## Exercise details
Set down exactly, with nothing added, the lines from the one containing "Each instance of the double-hung" through the end of the entries.

## Input data
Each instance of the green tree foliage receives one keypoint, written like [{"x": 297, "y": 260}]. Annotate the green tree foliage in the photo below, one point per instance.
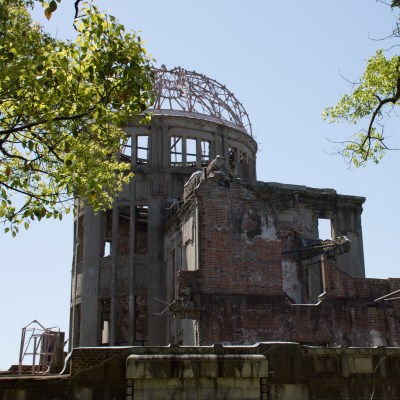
[
  {"x": 62, "y": 105},
  {"x": 375, "y": 97}
]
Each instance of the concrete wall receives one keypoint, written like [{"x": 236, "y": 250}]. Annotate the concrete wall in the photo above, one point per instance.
[
  {"x": 252, "y": 285},
  {"x": 119, "y": 291},
  {"x": 273, "y": 370}
]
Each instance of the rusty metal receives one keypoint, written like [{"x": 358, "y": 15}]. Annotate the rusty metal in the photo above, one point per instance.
[
  {"x": 37, "y": 343},
  {"x": 191, "y": 92}
]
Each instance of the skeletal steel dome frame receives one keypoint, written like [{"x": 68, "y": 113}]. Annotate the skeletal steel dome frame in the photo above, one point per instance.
[{"x": 191, "y": 92}]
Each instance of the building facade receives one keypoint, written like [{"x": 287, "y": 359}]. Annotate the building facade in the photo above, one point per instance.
[{"x": 196, "y": 251}]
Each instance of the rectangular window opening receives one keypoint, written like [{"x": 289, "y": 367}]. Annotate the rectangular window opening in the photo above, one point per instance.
[
  {"x": 205, "y": 152},
  {"x": 126, "y": 149},
  {"x": 105, "y": 322},
  {"x": 79, "y": 238},
  {"x": 124, "y": 223},
  {"x": 141, "y": 229},
  {"x": 142, "y": 149},
  {"x": 325, "y": 230},
  {"x": 176, "y": 151},
  {"x": 191, "y": 147},
  {"x": 107, "y": 233},
  {"x": 232, "y": 158}
]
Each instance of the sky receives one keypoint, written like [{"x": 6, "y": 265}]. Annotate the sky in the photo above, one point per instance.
[{"x": 285, "y": 61}]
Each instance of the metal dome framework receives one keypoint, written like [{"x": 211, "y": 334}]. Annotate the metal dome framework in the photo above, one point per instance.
[{"x": 191, "y": 92}]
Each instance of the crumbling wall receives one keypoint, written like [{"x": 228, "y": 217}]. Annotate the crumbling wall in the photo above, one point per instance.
[{"x": 255, "y": 277}]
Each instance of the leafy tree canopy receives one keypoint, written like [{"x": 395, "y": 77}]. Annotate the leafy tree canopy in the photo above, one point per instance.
[
  {"x": 62, "y": 105},
  {"x": 375, "y": 97}
]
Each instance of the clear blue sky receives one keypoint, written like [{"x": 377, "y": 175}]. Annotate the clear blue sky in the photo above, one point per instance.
[{"x": 283, "y": 61}]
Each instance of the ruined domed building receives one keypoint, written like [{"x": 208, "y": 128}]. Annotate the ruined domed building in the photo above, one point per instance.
[
  {"x": 204, "y": 283},
  {"x": 196, "y": 251}
]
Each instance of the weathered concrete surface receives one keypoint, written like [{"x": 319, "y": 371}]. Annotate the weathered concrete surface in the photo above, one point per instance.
[
  {"x": 274, "y": 370},
  {"x": 257, "y": 278},
  {"x": 118, "y": 278}
]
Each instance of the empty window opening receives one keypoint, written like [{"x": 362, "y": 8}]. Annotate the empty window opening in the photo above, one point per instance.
[
  {"x": 79, "y": 238},
  {"x": 141, "y": 321},
  {"x": 107, "y": 233},
  {"x": 191, "y": 147},
  {"x": 124, "y": 223},
  {"x": 325, "y": 229},
  {"x": 77, "y": 325},
  {"x": 176, "y": 151},
  {"x": 105, "y": 333},
  {"x": 141, "y": 229},
  {"x": 142, "y": 149},
  {"x": 232, "y": 158},
  {"x": 126, "y": 149},
  {"x": 107, "y": 249},
  {"x": 205, "y": 153},
  {"x": 105, "y": 322}
]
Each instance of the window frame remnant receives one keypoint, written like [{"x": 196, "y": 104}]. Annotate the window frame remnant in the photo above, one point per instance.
[
  {"x": 176, "y": 153},
  {"x": 124, "y": 224},
  {"x": 105, "y": 321},
  {"x": 191, "y": 157},
  {"x": 205, "y": 152},
  {"x": 107, "y": 243},
  {"x": 141, "y": 229},
  {"x": 142, "y": 149}
]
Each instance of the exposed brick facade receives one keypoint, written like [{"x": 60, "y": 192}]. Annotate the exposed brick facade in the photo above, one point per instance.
[{"x": 249, "y": 270}]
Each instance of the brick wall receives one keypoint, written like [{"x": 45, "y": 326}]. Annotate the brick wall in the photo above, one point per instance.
[{"x": 238, "y": 290}]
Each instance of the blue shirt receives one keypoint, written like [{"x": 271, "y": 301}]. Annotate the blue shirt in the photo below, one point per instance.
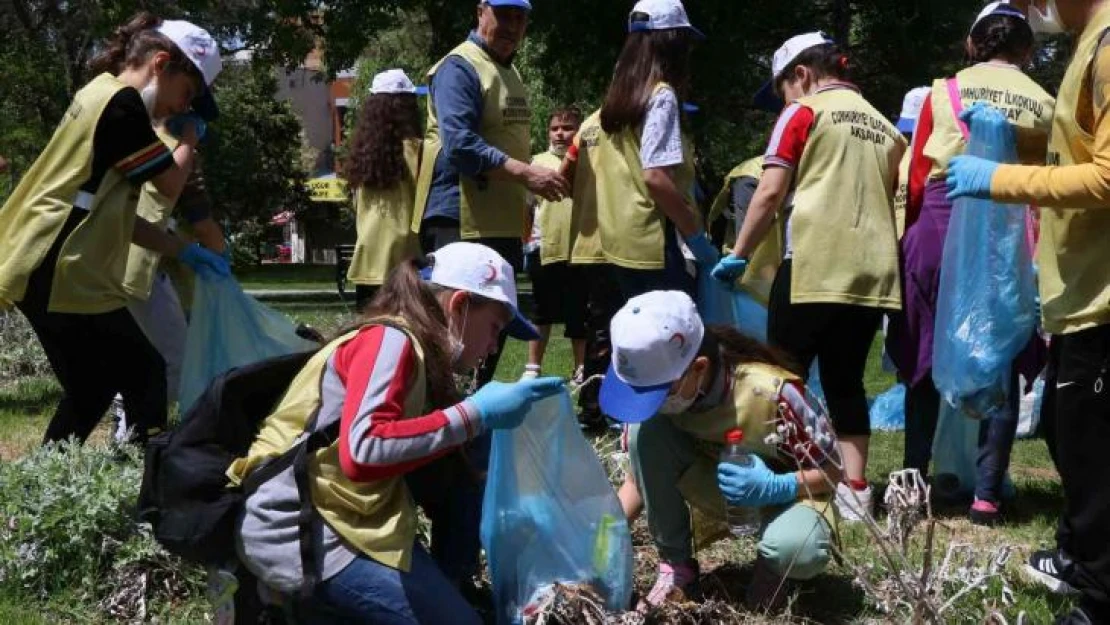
[{"x": 457, "y": 94}]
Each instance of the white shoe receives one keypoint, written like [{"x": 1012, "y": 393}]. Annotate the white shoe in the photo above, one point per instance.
[{"x": 851, "y": 504}]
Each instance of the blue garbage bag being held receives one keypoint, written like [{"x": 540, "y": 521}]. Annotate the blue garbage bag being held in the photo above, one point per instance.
[
  {"x": 986, "y": 306},
  {"x": 551, "y": 515},
  {"x": 230, "y": 329}
]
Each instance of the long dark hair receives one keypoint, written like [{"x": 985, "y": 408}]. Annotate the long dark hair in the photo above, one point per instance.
[
  {"x": 134, "y": 42},
  {"x": 647, "y": 59},
  {"x": 996, "y": 36},
  {"x": 376, "y": 159},
  {"x": 728, "y": 346}
]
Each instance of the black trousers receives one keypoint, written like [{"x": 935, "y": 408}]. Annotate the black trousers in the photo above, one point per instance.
[
  {"x": 436, "y": 232},
  {"x": 1081, "y": 439},
  {"x": 839, "y": 336},
  {"x": 94, "y": 356}
]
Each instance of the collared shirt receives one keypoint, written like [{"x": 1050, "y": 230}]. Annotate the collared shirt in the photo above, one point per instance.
[{"x": 457, "y": 94}]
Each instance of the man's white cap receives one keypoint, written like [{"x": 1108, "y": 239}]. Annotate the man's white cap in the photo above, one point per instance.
[
  {"x": 998, "y": 9},
  {"x": 655, "y": 338},
  {"x": 203, "y": 51},
  {"x": 911, "y": 109},
  {"x": 662, "y": 14},
  {"x": 394, "y": 81},
  {"x": 477, "y": 269}
]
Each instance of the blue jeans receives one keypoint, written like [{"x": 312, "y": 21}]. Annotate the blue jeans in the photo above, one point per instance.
[{"x": 370, "y": 592}]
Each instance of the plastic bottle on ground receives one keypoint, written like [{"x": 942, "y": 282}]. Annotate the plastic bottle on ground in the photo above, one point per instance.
[{"x": 743, "y": 521}]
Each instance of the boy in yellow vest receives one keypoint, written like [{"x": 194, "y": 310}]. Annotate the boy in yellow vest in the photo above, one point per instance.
[
  {"x": 840, "y": 272},
  {"x": 1073, "y": 258},
  {"x": 557, "y": 291},
  {"x": 475, "y": 173}
]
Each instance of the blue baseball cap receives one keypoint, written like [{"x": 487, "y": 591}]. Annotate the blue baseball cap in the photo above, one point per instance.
[{"x": 518, "y": 3}]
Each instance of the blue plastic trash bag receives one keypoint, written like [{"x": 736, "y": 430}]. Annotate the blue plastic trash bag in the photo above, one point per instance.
[
  {"x": 888, "y": 410},
  {"x": 986, "y": 308},
  {"x": 230, "y": 329},
  {"x": 551, "y": 515}
]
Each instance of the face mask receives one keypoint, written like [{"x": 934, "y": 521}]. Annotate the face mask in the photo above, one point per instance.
[
  {"x": 1047, "y": 22},
  {"x": 149, "y": 96}
]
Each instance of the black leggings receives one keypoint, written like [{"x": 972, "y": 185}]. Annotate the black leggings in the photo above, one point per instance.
[{"x": 839, "y": 336}]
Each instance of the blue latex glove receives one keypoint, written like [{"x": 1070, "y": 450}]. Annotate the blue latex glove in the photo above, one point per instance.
[
  {"x": 703, "y": 249},
  {"x": 175, "y": 125},
  {"x": 756, "y": 485},
  {"x": 729, "y": 269},
  {"x": 503, "y": 405},
  {"x": 969, "y": 177},
  {"x": 207, "y": 263}
]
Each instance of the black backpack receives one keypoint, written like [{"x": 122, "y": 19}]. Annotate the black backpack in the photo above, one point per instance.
[{"x": 185, "y": 495}]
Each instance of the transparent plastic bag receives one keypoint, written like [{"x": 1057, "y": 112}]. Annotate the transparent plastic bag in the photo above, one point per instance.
[
  {"x": 551, "y": 515},
  {"x": 230, "y": 329},
  {"x": 986, "y": 306},
  {"x": 888, "y": 410}
]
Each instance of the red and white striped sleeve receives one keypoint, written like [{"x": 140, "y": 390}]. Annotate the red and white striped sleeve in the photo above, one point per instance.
[
  {"x": 377, "y": 369},
  {"x": 789, "y": 137}
]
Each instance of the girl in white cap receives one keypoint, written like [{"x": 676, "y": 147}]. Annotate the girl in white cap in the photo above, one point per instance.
[
  {"x": 68, "y": 225},
  {"x": 999, "y": 43},
  {"x": 406, "y": 436},
  {"x": 645, "y": 159},
  {"x": 840, "y": 157},
  {"x": 683, "y": 387},
  {"x": 381, "y": 169}
]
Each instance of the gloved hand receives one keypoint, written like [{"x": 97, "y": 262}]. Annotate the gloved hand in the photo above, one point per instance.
[
  {"x": 207, "y": 263},
  {"x": 503, "y": 405},
  {"x": 756, "y": 485},
  {"x": 175, "y": 125},
  {"x": 729, "y": 269},
  {"x": 969, "y": 177},
  {"x": 703, "y": 249}
]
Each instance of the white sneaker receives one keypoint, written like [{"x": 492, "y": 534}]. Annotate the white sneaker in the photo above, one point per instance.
[{"x": 853, "y": 504}]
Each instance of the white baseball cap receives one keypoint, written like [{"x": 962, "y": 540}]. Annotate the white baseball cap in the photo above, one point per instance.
[
  {"x": 911, "y": 109},
  {"x": 998, "y": 9},
  {"x": 394, "y": 81},
  {"x": 477, "y": 269},
  {"x": 786, "y": 53},
  {"x": 202, "y": 50},
  {"x": 655, "y": 338},
  {"x": 662, "y": 14}
]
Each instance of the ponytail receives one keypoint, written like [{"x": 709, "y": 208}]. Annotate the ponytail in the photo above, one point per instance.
[{"x": 133, "y": 43}]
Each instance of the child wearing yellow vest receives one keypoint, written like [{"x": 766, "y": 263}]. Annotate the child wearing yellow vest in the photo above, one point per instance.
[
  {"x": 683, "y": 387},
  {"x": 647, "y": 222},
  {"x": 382, "y": 168},
  {"x": 840, "y": 273},
  {"x": 68, "y": 225},
  {"x": 406, "y": 437},
  {"x": 999, "y": 42},
  {"x": 1073, "y": 193},
  {"x": 557, "y": 289}
]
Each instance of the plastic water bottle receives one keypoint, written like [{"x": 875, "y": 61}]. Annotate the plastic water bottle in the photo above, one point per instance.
[{"x": 743, "y": 521}]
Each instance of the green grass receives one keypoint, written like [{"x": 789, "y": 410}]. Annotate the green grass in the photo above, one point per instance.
[{"x": 26, "y": 407}]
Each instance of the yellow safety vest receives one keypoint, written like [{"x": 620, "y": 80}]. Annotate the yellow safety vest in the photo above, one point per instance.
[
  {"x": 487, "y": 208},
  {"x": 753, "y": 409},
  {"x": 629, "y": 223},
  {"x": 1026, "y": 106},
  {"x": 843, "y": 224},
  {"x": 1072, "y": 255},
  {"x": 377, "y": 517},
  {"x": 89, "y": 273},
  {"x": 586, "y": 242},
  {"x": 155, "y": 208},
  {"x": 383, "y": 220},
  {"x": 554, "y": 219}
]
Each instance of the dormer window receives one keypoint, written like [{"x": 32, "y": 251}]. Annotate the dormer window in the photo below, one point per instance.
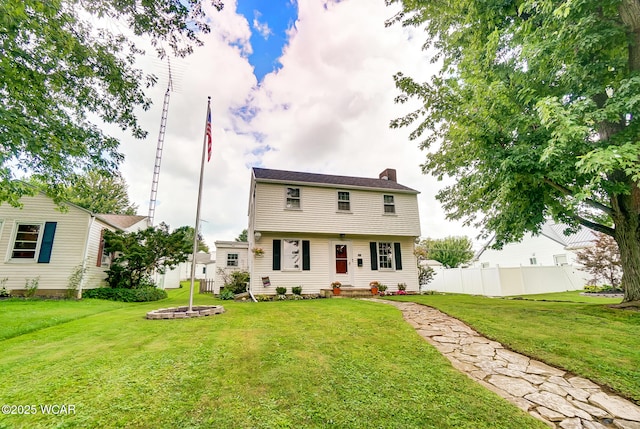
[
  {"x": 389, "y": 204},
  {"x": 344, "y": 202},
  {"x": 293, "y": 198}
]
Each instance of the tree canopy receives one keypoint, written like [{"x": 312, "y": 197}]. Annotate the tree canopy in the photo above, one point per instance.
[
  {"x": 140, "y": 253},
  {"x": 100, "y": 193},
  {"x": 243, "y": 236},
  {"x": 61, "y": 76},
  {"x": 535, "y": 114}
]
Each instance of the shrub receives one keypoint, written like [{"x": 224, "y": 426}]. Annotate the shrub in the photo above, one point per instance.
[
  {"x": 3, "y": 288},
  {"x": 143, "y": 294},
  {"x": 31, "y": 285},
  {"x": 227, "y": 294},
  {"x": 236, "y": 281}
]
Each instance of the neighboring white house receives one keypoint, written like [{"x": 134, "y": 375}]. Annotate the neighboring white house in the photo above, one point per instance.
[
  {"x": 550, "y": 247},
  {"x": 230, "y": 256},
  {"x": 310, "y": 230},
  {"x": 543, "y": 263},
  {"x": 40, "y": 243}
]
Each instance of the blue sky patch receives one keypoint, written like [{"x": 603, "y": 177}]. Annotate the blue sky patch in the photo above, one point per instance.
[{"x": 269, "y": 21}]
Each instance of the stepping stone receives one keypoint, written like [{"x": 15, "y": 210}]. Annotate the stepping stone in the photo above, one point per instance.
[
  {"x": 571, "y": 424},
  {"x": 556, "y": 403},
  {"x": 540, "y": 368},
  {"x": 617, "y": 406}
]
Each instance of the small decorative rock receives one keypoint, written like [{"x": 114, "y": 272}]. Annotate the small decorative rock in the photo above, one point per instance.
[{"x": 184, "y": 313}]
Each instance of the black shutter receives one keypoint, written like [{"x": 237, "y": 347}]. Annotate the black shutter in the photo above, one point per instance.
[
  {"x": 276, "y": 255},
  {"x": 306, "y": 257},
  {"x": 398, "y": 255},
  {"x": 47, "y": 242},
  {"x": 373, "y": 247}
]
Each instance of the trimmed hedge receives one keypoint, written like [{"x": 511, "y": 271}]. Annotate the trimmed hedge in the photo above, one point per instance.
[{"x": 143, "y": 294}]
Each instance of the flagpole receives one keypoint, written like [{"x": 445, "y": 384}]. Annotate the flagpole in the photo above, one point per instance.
[{"x": 197, "y": 227}]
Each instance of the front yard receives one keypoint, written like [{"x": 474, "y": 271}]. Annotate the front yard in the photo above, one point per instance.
[
  {"x": 580, "y": 334},
  {"x": 313, "y": 363}
]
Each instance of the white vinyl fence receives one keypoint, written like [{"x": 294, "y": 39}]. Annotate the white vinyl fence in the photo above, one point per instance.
[{"x": 503, "y": 281}]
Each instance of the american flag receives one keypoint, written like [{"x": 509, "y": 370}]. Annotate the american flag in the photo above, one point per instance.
[{"x": 208, "y": 133}]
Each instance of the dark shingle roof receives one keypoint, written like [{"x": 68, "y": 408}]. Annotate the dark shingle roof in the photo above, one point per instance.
[{"x": 283, "y": 176}]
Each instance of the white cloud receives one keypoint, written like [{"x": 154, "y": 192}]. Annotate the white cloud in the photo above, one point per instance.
[
  {"x": 326, "y": 110},
  {"x": 262, "y": 28}
]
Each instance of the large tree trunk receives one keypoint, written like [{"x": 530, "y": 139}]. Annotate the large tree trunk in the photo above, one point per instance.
[{"x": 626, "y": 216}]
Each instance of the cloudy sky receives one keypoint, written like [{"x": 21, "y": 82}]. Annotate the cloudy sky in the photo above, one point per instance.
[{"x": 300, "y": 85}]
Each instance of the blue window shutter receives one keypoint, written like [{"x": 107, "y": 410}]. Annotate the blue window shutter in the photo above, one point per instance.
[
  {"x": 306, "y": 256},
  {"x": 276, "y": 255},
  {"x": 47, "y": 242},
  {"x": 398, "y": 255},
  {"x": 373, "y": 247}
]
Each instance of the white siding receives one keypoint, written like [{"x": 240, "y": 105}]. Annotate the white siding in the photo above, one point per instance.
[
  {"x": 319, "y": 212},
  {"x": 68, "y": 245},
  {"x": 322, "y": 271},
  {"x": 95, "y": 276}
]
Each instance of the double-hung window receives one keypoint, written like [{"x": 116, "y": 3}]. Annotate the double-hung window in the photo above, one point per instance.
[
  {"x": 291, "y": 255},
  {"x": 389, "y": 204},
  {"x": 344, "y": 201},
  {"x": 232, "y": 259},
  {"x": 385, "y": 255},
  {"x": 33, "y": 242},
  {"x": 25, "y": 243},
  {"x": 293, "y": 198}
]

## Answer to the problem
Each instance of the double-hung window receives one keypoint, written like [{"x": 116, "y": 3}]. Annotate the double-hung window in the photo above, one point per instance.
[
  {"x": 291, "y": 255},
  {"x": 389, "y": 204},
  {"x": 344, "y": 201},
  {"x": 232, "y": 259},
  {"x": 385, "y": 255},
  {"x": 33, "y": 242},
  {"x": 25, "y": 243},
  {"x": 293, "y": 198}
]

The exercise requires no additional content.